** TEXT BLOCK **
- - - - -
Putting Your Emotion into Motion
As an outdoor enthusiast and rock climber with 20+ years of experience, I know that movement can be a grounding, regulating and calming force on the nervous system. This balanced momentum allows us to center ourselves and make moves towards good and sustainable change; I am excited to integrate Walks and Talk and Climbing therapies into my practice!
In some forms of therapy, therapy can mean overstuffed couches or chaises where you will sit and look to an external person to tell you what’s wrong with you. In my traditional therapy work, I bring you into the driver’s seat and we collaborate and brainstorm together. In my movement therapy work, we will work to center your nervous system and then guide you to make tangible and visible progress.
I firmly believe this is attainable for even the most tentative and cautious of us (because it takes one to know one, right?). I have followed my own advice in creating this new arm of my practice. After being a rock climber strictly for fun for so many years, I underwent specialized training with the American Mountain Guides Association to earn my Single Pitch Instructor certification as well as the National Outdoor Leadership School for my Wilderness First Responder certification.
What better time than now to see where you can go and what you can do?
Let’s take this outside!
- - - - -
** TASK GOAL **
Continue the piece on walk-and-talk and climbing therapy, starting after its final line.

** DATA EXTRACT **
- - - - -
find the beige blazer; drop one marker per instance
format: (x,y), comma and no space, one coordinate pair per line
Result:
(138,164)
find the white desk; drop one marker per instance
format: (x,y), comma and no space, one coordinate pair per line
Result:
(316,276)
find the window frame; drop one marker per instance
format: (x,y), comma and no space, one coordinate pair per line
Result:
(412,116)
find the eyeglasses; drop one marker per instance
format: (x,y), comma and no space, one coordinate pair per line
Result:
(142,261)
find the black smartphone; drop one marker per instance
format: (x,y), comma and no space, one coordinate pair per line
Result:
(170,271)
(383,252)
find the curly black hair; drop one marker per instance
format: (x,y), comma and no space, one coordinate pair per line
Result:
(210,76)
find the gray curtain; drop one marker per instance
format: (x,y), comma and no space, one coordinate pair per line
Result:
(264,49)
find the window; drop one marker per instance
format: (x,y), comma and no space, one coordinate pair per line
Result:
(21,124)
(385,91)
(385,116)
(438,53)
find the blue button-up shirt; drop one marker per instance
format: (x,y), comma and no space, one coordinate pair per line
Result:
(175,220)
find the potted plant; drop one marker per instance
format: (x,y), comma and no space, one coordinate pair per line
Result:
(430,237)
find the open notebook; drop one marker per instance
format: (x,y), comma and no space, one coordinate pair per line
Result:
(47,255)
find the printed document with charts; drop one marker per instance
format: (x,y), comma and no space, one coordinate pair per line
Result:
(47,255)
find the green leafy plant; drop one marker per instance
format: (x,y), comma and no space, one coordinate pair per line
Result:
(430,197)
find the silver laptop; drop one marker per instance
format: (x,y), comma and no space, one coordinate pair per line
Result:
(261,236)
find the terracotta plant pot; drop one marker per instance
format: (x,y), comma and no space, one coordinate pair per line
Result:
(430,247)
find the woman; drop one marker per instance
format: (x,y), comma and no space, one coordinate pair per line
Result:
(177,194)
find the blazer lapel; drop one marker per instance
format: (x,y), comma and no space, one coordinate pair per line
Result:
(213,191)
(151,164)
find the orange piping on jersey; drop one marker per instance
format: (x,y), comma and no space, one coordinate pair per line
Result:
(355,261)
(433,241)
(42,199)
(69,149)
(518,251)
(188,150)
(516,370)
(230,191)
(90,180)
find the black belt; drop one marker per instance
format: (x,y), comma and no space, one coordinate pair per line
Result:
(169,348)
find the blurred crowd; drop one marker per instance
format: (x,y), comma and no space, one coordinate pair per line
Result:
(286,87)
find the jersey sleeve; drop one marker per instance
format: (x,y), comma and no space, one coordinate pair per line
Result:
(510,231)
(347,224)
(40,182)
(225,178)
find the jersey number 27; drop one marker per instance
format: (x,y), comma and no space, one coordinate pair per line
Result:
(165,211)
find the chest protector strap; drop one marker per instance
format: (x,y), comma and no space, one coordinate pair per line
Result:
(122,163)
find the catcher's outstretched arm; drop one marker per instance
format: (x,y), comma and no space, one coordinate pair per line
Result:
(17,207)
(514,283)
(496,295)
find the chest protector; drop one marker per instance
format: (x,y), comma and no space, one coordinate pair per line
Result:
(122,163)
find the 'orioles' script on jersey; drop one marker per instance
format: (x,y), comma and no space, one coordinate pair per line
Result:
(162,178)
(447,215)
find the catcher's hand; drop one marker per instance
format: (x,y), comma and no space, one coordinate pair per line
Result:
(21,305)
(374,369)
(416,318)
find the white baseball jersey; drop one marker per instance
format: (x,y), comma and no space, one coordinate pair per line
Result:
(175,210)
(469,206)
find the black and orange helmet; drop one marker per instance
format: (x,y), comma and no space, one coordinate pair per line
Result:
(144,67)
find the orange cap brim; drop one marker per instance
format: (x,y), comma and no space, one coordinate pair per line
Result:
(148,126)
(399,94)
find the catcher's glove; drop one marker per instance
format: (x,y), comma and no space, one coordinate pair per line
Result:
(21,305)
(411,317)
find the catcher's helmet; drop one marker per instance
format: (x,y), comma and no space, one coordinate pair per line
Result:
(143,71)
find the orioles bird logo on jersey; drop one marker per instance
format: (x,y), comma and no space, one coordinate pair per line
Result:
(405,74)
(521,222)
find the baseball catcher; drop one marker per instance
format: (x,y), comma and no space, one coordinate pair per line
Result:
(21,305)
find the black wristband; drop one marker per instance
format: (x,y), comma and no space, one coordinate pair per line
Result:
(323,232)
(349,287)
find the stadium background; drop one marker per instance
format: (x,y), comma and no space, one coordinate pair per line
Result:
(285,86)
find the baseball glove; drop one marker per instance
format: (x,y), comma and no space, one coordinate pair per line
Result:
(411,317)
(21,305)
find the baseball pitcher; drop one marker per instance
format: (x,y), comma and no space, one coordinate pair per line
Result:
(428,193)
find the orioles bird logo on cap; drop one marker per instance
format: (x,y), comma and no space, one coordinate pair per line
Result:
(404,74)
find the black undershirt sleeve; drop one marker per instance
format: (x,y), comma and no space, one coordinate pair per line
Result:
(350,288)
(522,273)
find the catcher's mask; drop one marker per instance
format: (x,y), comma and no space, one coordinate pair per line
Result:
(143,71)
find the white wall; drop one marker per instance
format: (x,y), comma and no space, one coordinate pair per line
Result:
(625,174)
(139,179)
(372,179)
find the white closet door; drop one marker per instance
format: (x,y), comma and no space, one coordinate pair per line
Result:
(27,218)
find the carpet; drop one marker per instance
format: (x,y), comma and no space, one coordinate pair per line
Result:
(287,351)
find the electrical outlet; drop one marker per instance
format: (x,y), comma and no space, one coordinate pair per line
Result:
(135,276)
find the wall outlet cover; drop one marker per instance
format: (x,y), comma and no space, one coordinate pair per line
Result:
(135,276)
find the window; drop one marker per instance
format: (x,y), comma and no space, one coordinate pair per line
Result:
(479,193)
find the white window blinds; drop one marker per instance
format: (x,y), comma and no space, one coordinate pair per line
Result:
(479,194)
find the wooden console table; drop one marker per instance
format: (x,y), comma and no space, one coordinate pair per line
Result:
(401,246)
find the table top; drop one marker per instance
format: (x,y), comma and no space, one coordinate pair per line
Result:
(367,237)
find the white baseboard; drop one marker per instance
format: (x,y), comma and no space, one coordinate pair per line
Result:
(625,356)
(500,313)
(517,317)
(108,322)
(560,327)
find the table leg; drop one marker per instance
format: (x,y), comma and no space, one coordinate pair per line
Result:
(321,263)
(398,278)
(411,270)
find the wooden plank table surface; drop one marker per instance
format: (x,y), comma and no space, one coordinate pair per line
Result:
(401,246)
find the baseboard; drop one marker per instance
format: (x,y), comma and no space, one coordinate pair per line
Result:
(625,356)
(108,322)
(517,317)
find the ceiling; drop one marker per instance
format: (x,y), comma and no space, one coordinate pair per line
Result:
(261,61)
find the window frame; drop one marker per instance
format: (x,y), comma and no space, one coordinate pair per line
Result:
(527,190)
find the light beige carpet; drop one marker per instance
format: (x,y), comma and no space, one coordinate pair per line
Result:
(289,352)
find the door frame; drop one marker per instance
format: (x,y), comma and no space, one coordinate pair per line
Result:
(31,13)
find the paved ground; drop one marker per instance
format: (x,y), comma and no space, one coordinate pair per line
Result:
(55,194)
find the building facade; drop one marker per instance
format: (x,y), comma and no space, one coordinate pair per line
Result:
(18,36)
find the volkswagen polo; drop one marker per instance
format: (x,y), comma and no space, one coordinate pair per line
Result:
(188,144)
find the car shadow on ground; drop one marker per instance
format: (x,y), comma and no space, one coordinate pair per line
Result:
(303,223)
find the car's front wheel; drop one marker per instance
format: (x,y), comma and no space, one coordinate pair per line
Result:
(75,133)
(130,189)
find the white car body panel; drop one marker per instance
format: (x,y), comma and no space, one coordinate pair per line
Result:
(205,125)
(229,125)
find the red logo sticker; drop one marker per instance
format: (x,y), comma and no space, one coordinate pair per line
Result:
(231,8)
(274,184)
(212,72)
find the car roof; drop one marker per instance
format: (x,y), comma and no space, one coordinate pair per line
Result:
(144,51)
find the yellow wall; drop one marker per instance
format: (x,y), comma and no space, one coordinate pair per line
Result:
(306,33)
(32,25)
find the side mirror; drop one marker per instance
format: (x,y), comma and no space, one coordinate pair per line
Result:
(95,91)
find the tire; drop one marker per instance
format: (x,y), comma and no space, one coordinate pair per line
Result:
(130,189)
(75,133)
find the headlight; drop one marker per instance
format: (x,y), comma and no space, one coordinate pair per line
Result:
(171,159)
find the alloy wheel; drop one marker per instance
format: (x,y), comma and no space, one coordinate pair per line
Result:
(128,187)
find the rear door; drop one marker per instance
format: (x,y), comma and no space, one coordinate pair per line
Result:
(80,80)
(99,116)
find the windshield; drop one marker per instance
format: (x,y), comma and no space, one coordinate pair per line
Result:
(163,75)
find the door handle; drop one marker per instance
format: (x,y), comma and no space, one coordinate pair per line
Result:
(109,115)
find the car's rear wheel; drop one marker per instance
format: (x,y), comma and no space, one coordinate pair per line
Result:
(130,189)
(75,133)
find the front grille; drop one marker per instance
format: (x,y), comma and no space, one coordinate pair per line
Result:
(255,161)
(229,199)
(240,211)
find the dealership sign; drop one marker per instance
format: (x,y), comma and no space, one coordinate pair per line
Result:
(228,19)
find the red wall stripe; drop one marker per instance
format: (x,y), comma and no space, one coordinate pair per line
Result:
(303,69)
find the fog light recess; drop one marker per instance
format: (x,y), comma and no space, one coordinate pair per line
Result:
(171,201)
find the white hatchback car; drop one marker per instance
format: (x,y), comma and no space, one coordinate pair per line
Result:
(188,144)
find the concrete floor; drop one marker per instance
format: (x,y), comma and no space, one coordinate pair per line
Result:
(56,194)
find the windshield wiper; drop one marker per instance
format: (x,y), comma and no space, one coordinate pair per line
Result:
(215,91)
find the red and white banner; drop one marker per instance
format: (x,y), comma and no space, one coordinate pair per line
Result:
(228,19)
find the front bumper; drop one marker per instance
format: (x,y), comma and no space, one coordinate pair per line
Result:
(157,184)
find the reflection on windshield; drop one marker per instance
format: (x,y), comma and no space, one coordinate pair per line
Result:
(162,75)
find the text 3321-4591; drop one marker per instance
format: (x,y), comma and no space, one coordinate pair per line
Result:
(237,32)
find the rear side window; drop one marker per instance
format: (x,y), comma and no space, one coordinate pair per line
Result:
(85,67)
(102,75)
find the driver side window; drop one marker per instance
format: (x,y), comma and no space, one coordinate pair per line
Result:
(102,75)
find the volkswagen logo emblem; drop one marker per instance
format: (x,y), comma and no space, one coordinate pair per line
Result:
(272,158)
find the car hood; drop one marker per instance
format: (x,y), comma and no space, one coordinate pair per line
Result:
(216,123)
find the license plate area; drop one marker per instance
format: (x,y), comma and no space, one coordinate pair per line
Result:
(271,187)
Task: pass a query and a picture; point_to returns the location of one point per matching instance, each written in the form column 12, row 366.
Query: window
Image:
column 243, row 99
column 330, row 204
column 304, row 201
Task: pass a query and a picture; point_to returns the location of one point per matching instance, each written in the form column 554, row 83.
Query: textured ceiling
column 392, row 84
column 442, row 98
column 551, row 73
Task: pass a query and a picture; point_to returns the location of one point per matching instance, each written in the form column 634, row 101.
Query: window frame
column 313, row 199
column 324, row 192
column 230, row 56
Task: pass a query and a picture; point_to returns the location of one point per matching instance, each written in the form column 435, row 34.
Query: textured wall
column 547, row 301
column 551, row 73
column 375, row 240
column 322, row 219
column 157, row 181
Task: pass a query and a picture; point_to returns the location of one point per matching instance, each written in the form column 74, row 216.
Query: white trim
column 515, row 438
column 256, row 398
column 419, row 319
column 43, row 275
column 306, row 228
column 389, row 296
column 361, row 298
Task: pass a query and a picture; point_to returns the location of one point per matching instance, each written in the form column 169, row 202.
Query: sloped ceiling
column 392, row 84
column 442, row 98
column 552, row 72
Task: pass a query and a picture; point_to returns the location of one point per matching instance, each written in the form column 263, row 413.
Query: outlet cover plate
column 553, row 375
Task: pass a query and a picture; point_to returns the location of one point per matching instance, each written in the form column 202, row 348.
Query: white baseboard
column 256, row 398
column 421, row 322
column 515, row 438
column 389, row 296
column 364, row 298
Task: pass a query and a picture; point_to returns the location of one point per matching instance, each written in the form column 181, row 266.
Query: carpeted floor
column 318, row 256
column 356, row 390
- - - - -
** RESULT OF THE EXERCISE **
Walk and Talk Therapy
Can’t bear the thought of one more screen or holding yourself still for a therapeutic hour? Let’s get outside. We can meet wherever we’ve agreed upon, with our trainers on, and just start walking. Left, right, left, right, left, right– it’s a comfortable, known and expected rhythm that provides the support for surface and then deeper discussions and explorations. People were not made to sit still for 9 hours a day; let’s get out there.
Climbing Therapy
Imagine you (maybe you identify as anxious, depressed, neurospicy, a trauma survivor– or all of the above) have never gone climbing before and we go out to a beautiful crag above the San Francisco Bay or walk through the doors at that local climbing gym. The noise of the terrible day at work, the tense situation with friends, the silence at the dinner table– it all fades away as you breathe in deep, quiet your mind and make the intentional moves with your own two feet and your own two hands. Slowly and then suddenly, you find yourself at the top of the climb – something you didn’t think possible, not in a million years and certainly not by the end of a therapy session.